Records supplied:

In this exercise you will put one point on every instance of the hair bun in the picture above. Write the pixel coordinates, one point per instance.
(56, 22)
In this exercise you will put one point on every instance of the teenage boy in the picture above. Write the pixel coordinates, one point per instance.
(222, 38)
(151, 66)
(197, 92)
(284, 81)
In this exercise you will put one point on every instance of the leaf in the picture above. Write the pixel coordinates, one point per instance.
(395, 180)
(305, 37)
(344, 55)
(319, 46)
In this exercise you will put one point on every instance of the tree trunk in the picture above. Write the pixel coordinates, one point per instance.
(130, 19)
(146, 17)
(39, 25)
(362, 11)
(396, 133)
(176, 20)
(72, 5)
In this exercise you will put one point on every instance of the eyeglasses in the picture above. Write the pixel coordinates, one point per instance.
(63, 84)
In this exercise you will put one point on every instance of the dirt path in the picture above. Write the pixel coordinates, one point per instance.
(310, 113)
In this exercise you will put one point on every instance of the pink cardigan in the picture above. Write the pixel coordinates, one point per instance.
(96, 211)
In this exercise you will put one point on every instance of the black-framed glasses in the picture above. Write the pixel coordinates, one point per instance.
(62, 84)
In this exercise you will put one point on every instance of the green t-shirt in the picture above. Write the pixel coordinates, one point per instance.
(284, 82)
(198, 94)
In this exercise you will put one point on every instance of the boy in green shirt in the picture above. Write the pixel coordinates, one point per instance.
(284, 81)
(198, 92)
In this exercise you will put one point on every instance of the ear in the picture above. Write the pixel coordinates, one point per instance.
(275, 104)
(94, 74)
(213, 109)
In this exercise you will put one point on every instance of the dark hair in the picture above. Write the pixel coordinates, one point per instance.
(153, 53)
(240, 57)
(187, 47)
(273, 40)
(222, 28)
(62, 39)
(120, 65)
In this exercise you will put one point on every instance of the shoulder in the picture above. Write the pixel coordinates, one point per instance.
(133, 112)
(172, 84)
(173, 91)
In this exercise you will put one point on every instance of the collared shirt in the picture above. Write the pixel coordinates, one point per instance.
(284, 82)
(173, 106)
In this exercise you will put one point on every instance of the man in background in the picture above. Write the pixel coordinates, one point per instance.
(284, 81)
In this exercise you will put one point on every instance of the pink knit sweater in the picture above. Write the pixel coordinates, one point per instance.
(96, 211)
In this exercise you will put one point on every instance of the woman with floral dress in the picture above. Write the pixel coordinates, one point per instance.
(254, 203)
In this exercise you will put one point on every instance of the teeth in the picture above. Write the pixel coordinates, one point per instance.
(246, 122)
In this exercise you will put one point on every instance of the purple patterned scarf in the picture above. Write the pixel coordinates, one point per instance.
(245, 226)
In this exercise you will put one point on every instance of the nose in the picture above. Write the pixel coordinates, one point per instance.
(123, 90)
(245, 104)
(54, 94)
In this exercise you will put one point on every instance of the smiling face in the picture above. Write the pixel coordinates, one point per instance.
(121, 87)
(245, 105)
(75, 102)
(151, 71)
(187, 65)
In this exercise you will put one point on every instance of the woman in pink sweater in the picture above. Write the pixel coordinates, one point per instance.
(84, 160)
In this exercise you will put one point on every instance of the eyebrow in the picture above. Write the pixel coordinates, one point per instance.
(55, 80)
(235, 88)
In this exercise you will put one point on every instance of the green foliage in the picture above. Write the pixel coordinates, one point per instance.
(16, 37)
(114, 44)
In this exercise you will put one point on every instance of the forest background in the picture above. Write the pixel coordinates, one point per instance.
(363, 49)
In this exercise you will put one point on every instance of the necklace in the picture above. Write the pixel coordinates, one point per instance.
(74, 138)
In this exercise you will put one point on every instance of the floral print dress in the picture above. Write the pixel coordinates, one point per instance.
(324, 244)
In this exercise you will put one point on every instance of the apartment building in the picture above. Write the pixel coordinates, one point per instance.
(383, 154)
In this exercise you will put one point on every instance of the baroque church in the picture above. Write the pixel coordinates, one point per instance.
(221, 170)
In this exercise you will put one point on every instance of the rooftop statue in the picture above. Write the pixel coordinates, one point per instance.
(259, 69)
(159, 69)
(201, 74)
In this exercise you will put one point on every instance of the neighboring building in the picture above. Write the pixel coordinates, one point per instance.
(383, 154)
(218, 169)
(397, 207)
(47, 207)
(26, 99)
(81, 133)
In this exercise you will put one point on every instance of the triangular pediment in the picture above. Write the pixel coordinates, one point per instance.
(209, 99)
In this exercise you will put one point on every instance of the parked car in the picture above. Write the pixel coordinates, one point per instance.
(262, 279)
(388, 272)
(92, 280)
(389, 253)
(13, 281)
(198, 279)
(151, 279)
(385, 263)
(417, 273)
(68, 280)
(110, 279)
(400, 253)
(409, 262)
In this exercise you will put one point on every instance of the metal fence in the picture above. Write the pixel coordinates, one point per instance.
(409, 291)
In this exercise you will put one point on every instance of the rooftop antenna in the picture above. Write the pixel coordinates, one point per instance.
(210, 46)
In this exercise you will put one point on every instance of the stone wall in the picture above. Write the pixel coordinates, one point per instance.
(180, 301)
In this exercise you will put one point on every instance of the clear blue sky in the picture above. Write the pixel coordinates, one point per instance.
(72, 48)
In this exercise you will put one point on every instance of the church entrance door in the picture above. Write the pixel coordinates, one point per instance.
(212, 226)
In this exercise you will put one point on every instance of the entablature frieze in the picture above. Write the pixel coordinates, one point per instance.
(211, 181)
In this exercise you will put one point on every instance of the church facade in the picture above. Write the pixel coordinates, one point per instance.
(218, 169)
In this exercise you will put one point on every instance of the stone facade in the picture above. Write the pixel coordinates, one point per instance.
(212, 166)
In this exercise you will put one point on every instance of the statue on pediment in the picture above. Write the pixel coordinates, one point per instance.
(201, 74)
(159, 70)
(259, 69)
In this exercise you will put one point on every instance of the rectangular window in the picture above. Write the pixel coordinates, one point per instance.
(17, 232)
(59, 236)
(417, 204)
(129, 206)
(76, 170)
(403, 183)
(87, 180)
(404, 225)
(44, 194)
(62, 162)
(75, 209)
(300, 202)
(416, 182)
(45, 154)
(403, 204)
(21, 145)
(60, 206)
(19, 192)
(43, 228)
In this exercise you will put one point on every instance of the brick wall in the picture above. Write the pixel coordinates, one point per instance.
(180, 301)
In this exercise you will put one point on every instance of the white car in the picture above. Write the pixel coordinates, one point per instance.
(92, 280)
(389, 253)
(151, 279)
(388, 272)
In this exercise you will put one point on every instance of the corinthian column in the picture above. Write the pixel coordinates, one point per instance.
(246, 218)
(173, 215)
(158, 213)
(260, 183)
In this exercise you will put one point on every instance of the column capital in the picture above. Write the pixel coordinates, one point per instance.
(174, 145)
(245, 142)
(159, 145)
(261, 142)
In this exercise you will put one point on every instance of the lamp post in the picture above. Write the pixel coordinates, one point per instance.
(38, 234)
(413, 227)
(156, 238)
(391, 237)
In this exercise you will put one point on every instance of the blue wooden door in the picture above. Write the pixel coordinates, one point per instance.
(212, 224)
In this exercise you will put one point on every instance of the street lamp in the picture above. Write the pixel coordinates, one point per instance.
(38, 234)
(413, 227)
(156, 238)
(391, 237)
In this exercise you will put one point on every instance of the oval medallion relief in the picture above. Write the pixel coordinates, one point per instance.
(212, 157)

What to work on:
Recopy the entries above in their entirety, exactly.

Answer to the exercise:
In this exercise you will put one point on every instance of the hair bun in the picture above. Write the pixel coordinates, one point per instance.
(56, 22)
In this exercise you will put one point on every instance of the teenage boy in the picture above. Write the pixel coordinates, one point per instance.
(222, 38)
(151, 66)
(197, 92)
(284, 81)
In this exercise you will put one point on every instance of the leaf in the picture above. Write the pixel coordinates, one point per instance.
(395, 180)
(305, 37)
(344, 55)
(319, 46)
In this exercise you will put one point on every instance of the tree trunk in the picture above. Write the pixel coordinates, one point per instance.
(130, 19)
(146, 17)
(39, 25)
(362, 11)
(396, 133)
(176, 20)
(72, 5)
In this exercise you will put one point on every instance of the eyeglasses in the picture above. Write the pixel coordinates, one point per instance.
(63, 84)
In this exercise you will put one point on every instance of the dirt path in the picture above. Write the pixel coordinates, one point per instance.
(310, 113)
In this exercise you will put one point on every instance of the pink cardigan in the picture above. Write the pixel coordinates, one point per instance.
(96, 211)
In this exercise you will put one point on every instance of the black-framed glasses in the picture above. Write the pixel coordinates, one point per instance.
(62, 84)
In this exercise you will put one point on every instance of the green t-shirt in the picture above. Write the pixel coordinates, one point per instance.
(284, 82)
(198, 94)
In this exercise you will put one point on every instance of the boy in green shirt in the picture above. Write the pixel coordinates, one point per instance.
(284, 81)
(198, 92)
In this exercise you will put one point on every instance of the ear in the picture above. Write the pixel coordinates, one point per instance.
(275, 104)
(94, 74)
(213, 109)
In this exercise you will put one point on every instance of the dark hair in the picture above. Write the pixel coordinates, one point per instance.
(153, 53)
(240, 57)
(187, 47)
(273, 40)
(222, 28)
(62, 39)
(120, 65)
In this exercise you will put one point on every instance of the shoulder in the picture above. Write the pixel coordinates, one point per instance.
(133, 112)
(172, 84)
(173, 91)
In this exercise you will put one point on every instance of the collared shirt in the picture above. Write the pixel coordinates, one point per instance.
(284, 82)
(173, 106)
In this exercise you will put one point on every instance of the man in background in the picture above. Write the pixel coordinates, one point per instance.
(284, 81)
In this exercise you will put one point on every instance of the pink knit sweater in the picture above. Write the pixel coordinates, one point per instance.
(96, 211)
In this exercise you will put one point on every instance of the woman with floral dress in the picture above. Write the pixel coordinates, one point per instance.
(254, 203)
In this exercise you will put one point on every instance of the teeth in the picture above. Write the pixel coordinates, one point per instance.
(246, 122)
In this exercise you will put one point on every instance of the purple patterned scarf in the picture above. Write the pixel coordinates, one point per instance.
(245, 226)
In this exercise you will put one point on every instance of the nose in the picture above. Write the pixel coordinates, one point per instance.
(123, 90)
(245, 104)
(54, 94)
In this exercise you will put one point on every instance of the smiling face in the picture above. Write the pixel coordinates, one point per instance.
(121, 87)
(245, 105)
(75, 102)
(151, 71)
(187, 65)
In this exercise you will put one point on every instance of the woman in pink sweater in the picture above. Write the pixel coordinates, one point per instance.
(84, 160)
In this exercise you will put one point on every instance of the eyebrow in the picture above. Write the pixel coordinates, one point per instance.
(55, 80)
(235, 88)
In this exercise you will put one point on every instance of the green foliage in the picture above. Write the pixel coordinates, one point per instance.
(16, 37)
(114, 44)
In this exercise you will put one point on every instance of the forest background in the picture above. Write the pixel coordinates, one point per instance.
(363, 49)
In this exercise you will put one point on every instance of the necklace in the picture above. Write the pixel coordinates, one point per instance.
(74, 138)
In this exercise you will put one point on every instance of the floral print dress in the picture above. Write the pixel coordinates, one point per instance.
(324, 244)
In this exercise you will put one point on every instance of the apartment building in the picture above. Write the pixel coordinates, one point per instance.
(383, 154)
In this exercise you will put one point on every instance of the baroque church in the picture above. Write the pixel coordinates, one point per instance.
(221, 170)
In this exercise you will put one point on every instance of the rooftop statue in the picture above. Write the pixel coordinates, one point per instance.
(259, 69)
(159, 69)
(201, 74)
In this exercise you will put one point on every instance of the neighboring building in the picture above. Write the pixel coordinates, one point per instance.
(383, 154)
(218, 169)
(397, 207)
(47, 207)
(26, 99)
(81, 133)
In this exercise you will put one point on every instance of the triangular pediment in the picture above. Write the pixel coordinates, one point per instance.
(209, 99)
In this exercise you will put one point on every instance of the parked car in the picture above. Write the pixel coordinates, one point per instance.
(262, 279)
(388, 272)
(92, 280)
(389, 253)
(13, 281)
(198, 279)
(151, 279)
(385, 263)
(417, 273)
(68, 280)
(110, 279)
(400, 253)
(409, 262)
In this exercise you will put one point on every instance of the metal fence in the picture above. Write the pixel coordinates, one point per instance.
(409, 291)
In this exercise you will put one point on every instance of the rooftop antenna in the picture above. Write the pixel coordinates, one point per instance.
(210, 46)
In this exercise you will put one point on every instance of the stone wall in the picture above. Write the pixel coordinates, one point per instance.
(180, 301)
In this exercise you will put one point on every instance of the clear blue sky in the picture above. Write the pixel coordinates, one point per instance.
(72, 48)
In this exercise you will put one point on every instance of the church entrance door in the picture above. Write the pixel coordinates, one point per instance.
(212, 226)
In this exercise you will put one point on every instance of the entablature frieze in the picture above. Write the pixel coordinates, one point per instance.
(211, 181)
In this exercise you will put one point on every instance of the church facade in the picture above. Write the pixel coordinates, one point per instance.
(218, 169)
In this exercise you will put one point on every instance of the stone facade in the picture above. Write the pixel coordinates, one point per instance.
(212, 166)
In this exercise you will put one point on every instance of the statue on pediment in the picture above. Write the pixel coordinates, one point per instance.
(201, 74)
(159, 70)
(259, 69)
In this exercise you will put one point on every instance of the rectangular window in the picture above. Write the pixel coordinates, one point per instance.
(17, 232)
(59, 236)
(417, 204)
(129, 206)
(76, 170)
(403, 183)
(87, 180)
(404, 225)
(44, 194)
(62, 162)
(75, 209)
(300, 202)
(416, 182)
(45, 154)
(403, 204)
(21, 145)
(60, 206)
(19, 192)
(43, 228)
In this exercise you will put one point on every instance of the brick wall in the picture above. Write the pixel coordinates, one point per instance.
(180, 301)
In this exercise you will put one point on every instance of the white car in the picture above. Write the pixel coordinates, one point per instance.
(92, 280)
(389, 253)
(151, 279)
(388, 272)
In this exercise you will put one point on every instance of the corinthian column in the picture above. Write the pixel coordinates, one point per instance.
(246, 218)
(173, 215)
(158, 213)
(260, 183)
In this exercise you will put one point on every instance of the column capital in the picture above. Write the pixel coordinates, one point per instance.
(174, 145)
(245, 142)
(159, 145)
(261, 142)
In this exercise you will put one point on every instance of the lamp post in the picture above. Write the pixel coordinates, one point per instance.
(38, 234)
(413, 227)
(156, 238)
(391, 237)
In this exercise you will put one point on every instance of the blue wooden door in the picture above. Write the pixel coordinates, one point per instance.
(212, 224)
In this exercise you will put one point on every instance of the street lamp in the picture above. Write the pixel coordinates, one point per instance.
(38, 234)
(413, 227)
(156, 238)
(391, 237)
In this exercise you will put one point on every instance of the oval medallion relief in the picture above. Write the pixel coordinates, one point per instance.
(212, 157)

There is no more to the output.